EXERCISE PROMPT — Once the images are set aside, output the listing exactly as it stands.

DATA EXTRACTS —
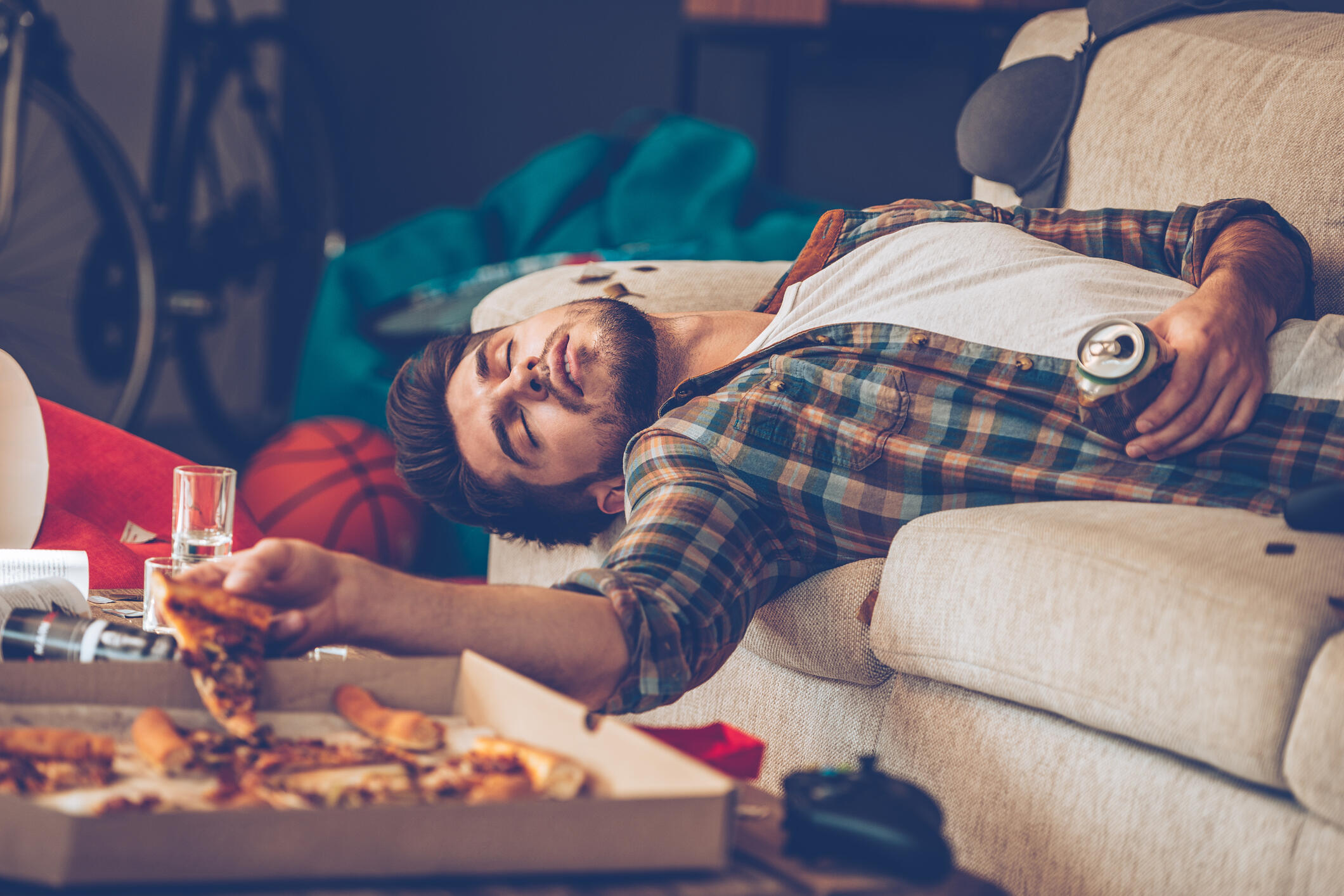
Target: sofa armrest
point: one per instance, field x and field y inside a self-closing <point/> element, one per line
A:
<point x="1314" y="760"/>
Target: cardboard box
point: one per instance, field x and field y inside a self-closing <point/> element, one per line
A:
<point x="654" y="809"/>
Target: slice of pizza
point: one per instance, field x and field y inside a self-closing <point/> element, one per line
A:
<point x="45" y="760"/>
<point x="221" y="637"/>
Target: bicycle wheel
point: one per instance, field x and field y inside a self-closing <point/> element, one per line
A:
<point x="77" y="281"/>
<point x="259" y="191"/>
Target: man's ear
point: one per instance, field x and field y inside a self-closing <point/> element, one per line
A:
<point x="609" y="495"/>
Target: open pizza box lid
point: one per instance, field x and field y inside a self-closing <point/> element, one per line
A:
<point x="652" y="809"/>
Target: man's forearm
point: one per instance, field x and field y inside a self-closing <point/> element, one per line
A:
<point x="1267" y="265"/>
<point x="566" y="640"/>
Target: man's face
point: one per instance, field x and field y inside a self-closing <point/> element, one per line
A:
<point x="557" y="397"/>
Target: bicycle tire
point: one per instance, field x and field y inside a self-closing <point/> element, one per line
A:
<point x="306" y="219"/>
<point x="77" y="273"/>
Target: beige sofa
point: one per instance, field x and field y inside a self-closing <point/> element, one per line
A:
<point x="1105" y="698"/>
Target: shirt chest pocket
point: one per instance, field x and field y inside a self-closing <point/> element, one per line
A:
<point x="834" y="416"/>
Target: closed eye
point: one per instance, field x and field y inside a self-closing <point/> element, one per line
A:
<point x="530" y="437"/>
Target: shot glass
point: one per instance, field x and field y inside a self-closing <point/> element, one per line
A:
<point x="204" y="511"/>
<point x="152" y="621"/>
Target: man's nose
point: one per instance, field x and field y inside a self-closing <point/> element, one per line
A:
<point x="526" y="381"/>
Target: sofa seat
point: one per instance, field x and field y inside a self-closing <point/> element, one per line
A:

TASK OUTPUT —
Target: sofa armrest
point: one per instance, field x and field y inside a self-closing <point/> element, one per line
A:
<point x="1314" y="760"/>
Target: cardboard box
point: one per instance, field x and field y inside a self-closing <point/> element, one per line
A:
<point x="654" y="809"/>
Target: slice of pizza
point: one per instance, field x and field y inside a self-closing <point/> element, one per line
A:
<point x="45" y="760"/>
<point x="221" y="637"/>
Target: bicycle wheel
point: one per instance, field x and field y inside a self-closing <point/> element, one per line
A:
<point x="77" y="281"/>
<point x="259" y="191"/>
Target: man's ear
point: one per instance, field x and field y inside a self-closing <point/> element, one per line
A:
<point x="609" y="495"/>
Target: open pizza box lid
point: one per instance, field x and field y inside a self-closing <point/> element, one per line
A:
<point x="652" y="809"/>
Target: man's forearm
point: one per instance, field x and field y inside a self-closing <point/> element, one per line
A:
<point x="1267" y="265"/>
<point x="566" y="640"/>
Target: man's face
point: one per instance, field x and field y inside a self-closing <point/> element, one per line
A:
<point x="557" y="397"/>
Target: bicycle tire
point: one per instance, field x and field y inside a self-closing <point/> element, one per line
A:
<point x="306" y="219"/>
<point x="77" y="273"/>
Target: beige sofa
point: one per instance, field x and field y inside a self-closing <point/> element, one per line
A:
<point x="1105" y="698"/>
Target: shirt chest pocket
point: one per instance, field x and field y inside a self-closing <point/> element, one per line
A:
<point x="834" y="416"/>
Target: closed eye
point: one per instance, field x and field y inside a self-closing <point/> element, one per line
A:
<point x="530" y="437"/>
Target: shot glass
point: one per instance, field x and field y inside a self-closing <point/> element, one per line
A:
<point x="204" y="511"/>
<point x="152" y="621"/>
Target: man's nose
point: one per instance, field x and field y inside a self-closing <point/> element, one per line
A:
<point x="526" y="381"/>
Target: sofa seat
point: one per instance, field x and field y inside a self-closing <point/> element, one per line
A:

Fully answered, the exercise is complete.